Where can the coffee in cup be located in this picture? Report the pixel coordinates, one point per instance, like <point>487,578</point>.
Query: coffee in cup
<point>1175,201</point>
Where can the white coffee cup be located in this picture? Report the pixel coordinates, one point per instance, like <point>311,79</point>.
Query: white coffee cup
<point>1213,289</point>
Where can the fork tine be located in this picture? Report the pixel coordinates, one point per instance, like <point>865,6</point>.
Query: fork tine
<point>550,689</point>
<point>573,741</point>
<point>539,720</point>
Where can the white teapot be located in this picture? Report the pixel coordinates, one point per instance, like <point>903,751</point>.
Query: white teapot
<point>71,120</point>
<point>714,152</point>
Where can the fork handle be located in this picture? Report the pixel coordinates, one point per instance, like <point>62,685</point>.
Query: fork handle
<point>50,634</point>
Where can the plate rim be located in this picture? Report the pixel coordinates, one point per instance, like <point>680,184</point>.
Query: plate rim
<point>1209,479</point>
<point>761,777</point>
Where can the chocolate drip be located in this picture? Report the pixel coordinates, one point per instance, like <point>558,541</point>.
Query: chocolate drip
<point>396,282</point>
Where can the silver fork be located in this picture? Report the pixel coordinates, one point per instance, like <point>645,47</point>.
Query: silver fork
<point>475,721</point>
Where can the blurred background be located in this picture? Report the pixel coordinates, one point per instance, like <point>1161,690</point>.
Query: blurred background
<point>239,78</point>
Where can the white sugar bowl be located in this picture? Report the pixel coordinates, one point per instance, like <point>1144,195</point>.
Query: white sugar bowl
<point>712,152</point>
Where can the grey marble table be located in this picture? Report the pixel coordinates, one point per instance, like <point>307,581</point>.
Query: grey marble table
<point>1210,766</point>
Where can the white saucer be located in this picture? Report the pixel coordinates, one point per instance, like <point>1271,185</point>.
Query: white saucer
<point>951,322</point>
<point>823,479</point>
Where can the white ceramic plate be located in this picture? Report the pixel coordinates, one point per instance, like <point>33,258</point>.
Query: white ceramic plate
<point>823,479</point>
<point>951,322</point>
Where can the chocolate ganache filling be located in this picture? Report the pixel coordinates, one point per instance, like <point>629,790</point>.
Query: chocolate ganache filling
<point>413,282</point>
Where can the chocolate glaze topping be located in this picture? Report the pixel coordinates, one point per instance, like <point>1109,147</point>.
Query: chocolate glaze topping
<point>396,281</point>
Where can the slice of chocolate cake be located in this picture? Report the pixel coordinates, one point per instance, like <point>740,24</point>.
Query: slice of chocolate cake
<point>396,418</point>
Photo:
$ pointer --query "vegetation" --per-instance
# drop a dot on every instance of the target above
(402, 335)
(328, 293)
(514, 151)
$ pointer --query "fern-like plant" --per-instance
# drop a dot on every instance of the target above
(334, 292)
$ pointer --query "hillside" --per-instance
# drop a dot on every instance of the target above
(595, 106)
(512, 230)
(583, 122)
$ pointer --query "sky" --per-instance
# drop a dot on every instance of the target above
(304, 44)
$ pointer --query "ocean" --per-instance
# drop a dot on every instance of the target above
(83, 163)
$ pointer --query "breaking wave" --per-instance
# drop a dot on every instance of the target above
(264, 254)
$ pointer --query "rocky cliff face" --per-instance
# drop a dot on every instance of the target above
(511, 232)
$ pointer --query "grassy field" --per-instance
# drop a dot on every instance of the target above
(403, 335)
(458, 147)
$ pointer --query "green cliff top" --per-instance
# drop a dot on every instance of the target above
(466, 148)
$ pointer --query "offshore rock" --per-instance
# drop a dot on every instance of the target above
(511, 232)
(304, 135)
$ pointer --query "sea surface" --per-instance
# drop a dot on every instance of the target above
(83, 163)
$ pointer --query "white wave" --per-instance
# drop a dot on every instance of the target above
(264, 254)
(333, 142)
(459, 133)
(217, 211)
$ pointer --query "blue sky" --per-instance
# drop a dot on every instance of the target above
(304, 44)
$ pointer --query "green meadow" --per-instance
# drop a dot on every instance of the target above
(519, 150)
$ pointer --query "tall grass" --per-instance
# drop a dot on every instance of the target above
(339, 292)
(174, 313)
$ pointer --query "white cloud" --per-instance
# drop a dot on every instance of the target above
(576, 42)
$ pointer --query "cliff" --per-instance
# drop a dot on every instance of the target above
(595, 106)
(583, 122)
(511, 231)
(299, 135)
|---|
• _YOUR OBJECTIVE_:
Can you write out all of the data above again, line for line, with no changes?

• _SOLUTION TO THE EXERCISE_:
Where can the coffee in cup be located in this picture? Report the pixel coordinates, one point per instance, like <point>487,578</point>.
Query: coffee in cup
<point>1175,201</point>
Where can the white coffee cup be located in this picture? Report the pixel coordinates, one point per instance, like <point>311,79</point>.
Query: white coffee cup
<point>1213,289</point>
Where can the fork tine be located in this picture? Report the pixel coordinates, one point per instance, like <point>865,6</point>.
Query: fork tine
<point>550,689</point>
<point>573,741</point>
<point>539,720</point>
Where can the white teapot be located in this picture? Report the pixel coordinates, one point per instance, like <point>903,751</point>.
Query: white teapot
<point>71,120</point>
<point>714,152</point>
Where can the fork handle be located in this picture? Report the pixel coordinates, one point per instance, like <point>62,685</point>.
Query: fork handle
<point>50,634</point>
Where can the plate rim be located in this picture? Report the pixel coordinates, one point per instance, like <point>680,184</point>.
Query: plate rim
<point>1209,479</point>
<point>761,777</point>
Where can the chocolate drip be located in this picture? Report the pixel coordinates, one point per instance, like <point>558,541</point>.
Query: chocolate drip
<point>396,282</point>
Where can the silver fork be located in this picture? Report the pixel coordinates, one point per instance, like <point>645,47</point>.
Query: silver fork
<point>475,721</point>
Where can the blurred background be located in this picture? Report the pixel coordinates, one point per instance, like <point>1161,690</point>.
Query: blurred background
<point>239,78</point>
Where can the white sugar bowl be located in this picture? Report the pixel coordinates, one point per instance, like <point>1144,195</point>.
Query: white sugar bowl
<point>712,152</point>
Where can the grey marble table be located in this picture? Report the pixel coordinates, one point per instance, like <point>307,581</point>.
Query: grey marble table
<point>1210,766</point>
Where can the white saucer be located in this picture? Report the pixel coordinates, one point per instance, like <point>1271,185</point>.
Query: white saucer
<point>951,322</point>
<point>823,479</point>
Where can the white ceramic plate be located in this picture? Report the pixel coordinates, one point per instance, like <point>33,258</point>.
Query: white ceramic plate
<point>823,479</point>
<point>951,322</point>
Where can the chocolate ganache filling be located in this picture? Report the pixel coordinates, one point per instance, like <point>629,790</point>.
Query: chocolate ganache filling
<point>413,282</point>
Where can the chocolate glaze topping be located in this picture? Report the pixel coordinates, one point per instance, like <point>1109,147</point>.
Query: chocolate glaze topping
<point>396,281</point>
Where can the slice of chocolate cake be located in this picture? Report the pixel coordinates, one point per instance, like <point>740,24</point>.
Query: slice of chocolate cake
<point>396,418</point>
Photo:
$ pointer --query "vegetation" --per-instance
# drop a dot on every instance of the target above
(402, 335)
(328, 293)
(514, 151)
$ pointer --query "fern-like plant" --per-instance
# drop a dot on every instance of the target above
(334, 292)
$ pointer --query "hillside" --per-instance
# drop a dot on every instance of the target above
(595, 106)
(512, 230)
(583, 122)
$ pointer --query "sky" --per-instance
# drop a dot on every instance of the target above
(304, 44)
$ pointer --query "ocean" --per-instance
# drop a dot on every instance of the target above
(83, 163)
$ pointer --query "breaking wave" --per-instance
# drop a dot on every instance of the target above
(264, 254)
$ pointer --query "rocky cliff face" --per-instance
# drop a dot on every instance of the target above
(511, 232)
$ pointer --query "grassy field" --per-instance
# drop a dot on every instance of the target above
(403, 335)
(458, 147)
$ pointer --query "green cliff top" --per-instance
# drop a dot on every instance of the target above
(466, 148)
$ pointer --query "offshore rock" --per-instance
# drop a dot on every instance of the target above
(511, 232)
(304, 135)
$ pointer --query "sea surface" --per-instance
# drop a dot on every instance of the target above
(83, 163)
$ pointer --query "white wave" --per-instance
# drop a dot on every instance of the target above
(264, 254)
(333, 142)
(459, 133)
(217, 211)
$ pointer --query "blue sky" --per-instance
# drop a dot on every instance of the target above
(304, 44)
$ pointer --query "green meadow" --per-instance
# drop a dot on every instance of the target above
(519, 150)
$ pointer --query "tall grass" --per-instance
# drop a dot on every instance of the target above
(339, 292)
(174, 313)
$ pointer --query "white cloud" --per-instance
# drop a dot on every instance of the target above
(576, 42)
$ pointer --query "cliff" --per-instance
# drop a dot on every instance of the target above
(595, 106)
(583, 122)
(511, 231)
(299, 135)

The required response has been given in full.